-------- SOURCE DATA

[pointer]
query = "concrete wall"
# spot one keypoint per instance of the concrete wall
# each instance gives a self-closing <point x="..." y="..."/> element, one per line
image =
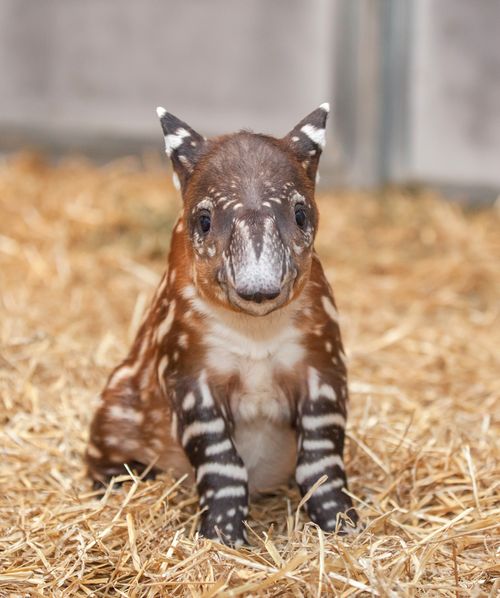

----------------

_TASK DIRECTIONS_. The task requires restating verbatim the lines from the one that holds "# each instance" through the end of the listing, both ends counted, and no pictures.

_EXERCISE ANSWER_.
# each instance gives a self-closing <point x="..." y="..."/> element, one per line
image =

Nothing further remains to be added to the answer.